Fragmento del texto ▸
Suele entenderse que la vía del desarrollo tecnológico empalma con un régimen de causalidad coherente en sus diversas etapas. Una linealidad uniforme sin sobresaltos daría un fácil veredicto de necesidad a todas las novedades que se van agregando a los usos técnicos ya disponibles. Pero se pasaría por alto que la noción de capitalismo, como violentación y alienación de la forma trabajo, no suelta de sus manos las inclinaciones hacia la innovación técnica, de modo que esta no sea la que corresponda bajo el supuesto momento que un “tiempo histórico” le destine y sea conjurada. Tanto en el caso de un automatismo que crea operar por determinismo tecnológico puro y de un salto para el cual no estén preparadas las bases financieras y de comercialización, o que proponga descubrimientos que la trama del capital no sienta por el momento que deba subsumir, según el famoso verbo con el que una materia floreciente de cualquier índole, sea una materia prima del objeto terminado o, lo mismo, el propio lenguaje, sea bautizado para su vida verdadera, recién cuando lo toma a su cargo la reproducción del capital de un modo orgánico. Ese es el modo esencial del cauce ontológico del capitalismo. Pero toda tecnología establece también una manera incierta y tácita de lucha con la determinación del Capital, cuya voluntad no es la de un humanoide sino la de una máquina que reticula los tiempos en que tiene sentido la producción y la reproducción financiera de la propia producción. Primero, esta determina a aquella, pero luego la razón financiera va a devolver un determinismo aún más ineluctable a la producción.

Material mostrado ▸
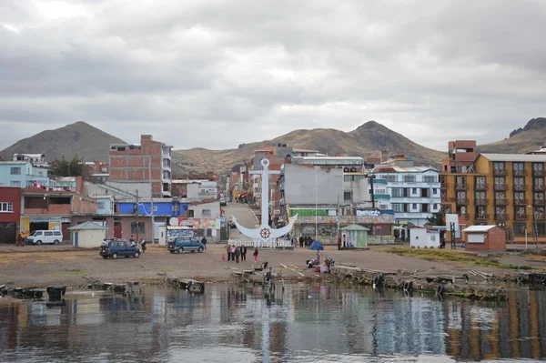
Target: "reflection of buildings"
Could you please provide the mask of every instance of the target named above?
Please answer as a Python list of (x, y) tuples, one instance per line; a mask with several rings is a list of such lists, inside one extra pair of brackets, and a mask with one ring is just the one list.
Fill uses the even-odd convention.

--

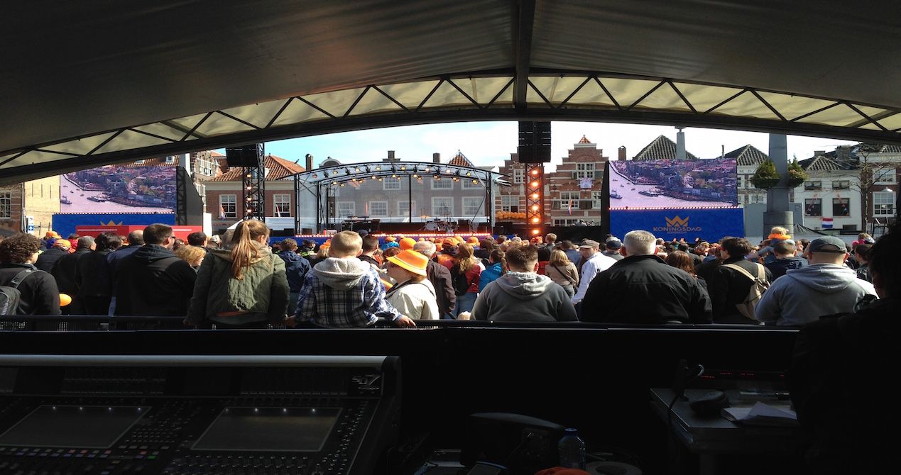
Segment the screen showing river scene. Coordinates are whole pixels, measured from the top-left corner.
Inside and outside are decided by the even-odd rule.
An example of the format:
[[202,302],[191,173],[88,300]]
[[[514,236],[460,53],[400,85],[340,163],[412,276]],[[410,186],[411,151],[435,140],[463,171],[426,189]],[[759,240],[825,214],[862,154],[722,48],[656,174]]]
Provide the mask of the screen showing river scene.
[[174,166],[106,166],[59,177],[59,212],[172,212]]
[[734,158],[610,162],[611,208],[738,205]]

---

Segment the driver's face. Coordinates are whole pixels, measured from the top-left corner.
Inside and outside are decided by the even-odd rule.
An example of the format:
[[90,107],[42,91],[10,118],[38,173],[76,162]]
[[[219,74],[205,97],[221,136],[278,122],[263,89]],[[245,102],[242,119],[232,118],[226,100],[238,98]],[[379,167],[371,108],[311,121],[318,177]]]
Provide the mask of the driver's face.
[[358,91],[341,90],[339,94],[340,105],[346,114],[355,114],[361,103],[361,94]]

Tarea asignada 1 ▸
En el fragmento sobre tecnología y capital, ¿cómo se describe la voluntad del Capital?
Tarea asignada 2 ▸
Retoma el fragmento sobre tecnología y capital y sigue escribiéndolo a partir de su última oración.

Respuesta 1 ▸
No es la de un humanoide, sino la de una máquina que reticula los tiempos en que tiene sentido la producción y la reproducción financiera de la propia producción.

Respuesta 2 ▸
Pero los efectos del capitalismo reposan en sus misteriosas abstracciones, mientras que los de las tecnologías son visibles en la mutación de los modos fenoménicos del existir común. La aceleración de los transportes, las máquinas de reproducción de imágenes y la red de plusvalía digital van en paralelo con el aflojamiento de los vínculos religiosos en el domus familiar, y lo que ahora se festeja, como pionerismo en el primer cruce del Atlántico en avión o el primer navegante solitario que dio la vuelta al mundo, se ha transformado en un crecimiento de las empresas de viajes aeronáuticos que recorren una telaraña de itinerarios controlados por miles de radares en el aire y por visores que auscultan con rayos infrarrojos las valijas de los pasajeros. Estos hechos son vistos como asombros técnicos en nombre del intervínculo entre países y seres humanos, tanto asociado al turismo, al comercio, como a la guerra –cuestiones que se conectan pues actúan bajo las mismas armazones de las ciencias de la relativización de la relación del tiempo con la distancia–, lo que hace posible que una exigencia bélica permita dar un nuevo salto de la materialidad científica. Al mismo tiempo, en otro plano, pasó a ser un hecho, incapaz de provocar ya ninguna sorpresa, la cantidad de cuerpos sometidos a la presurización para un vuelo aeronáutico. Pero a partir de estos eventos usuales surgen experiencias ostensibles en torno al comportamiento molecular masivo en situaciones de exigencias ya prefiguradas.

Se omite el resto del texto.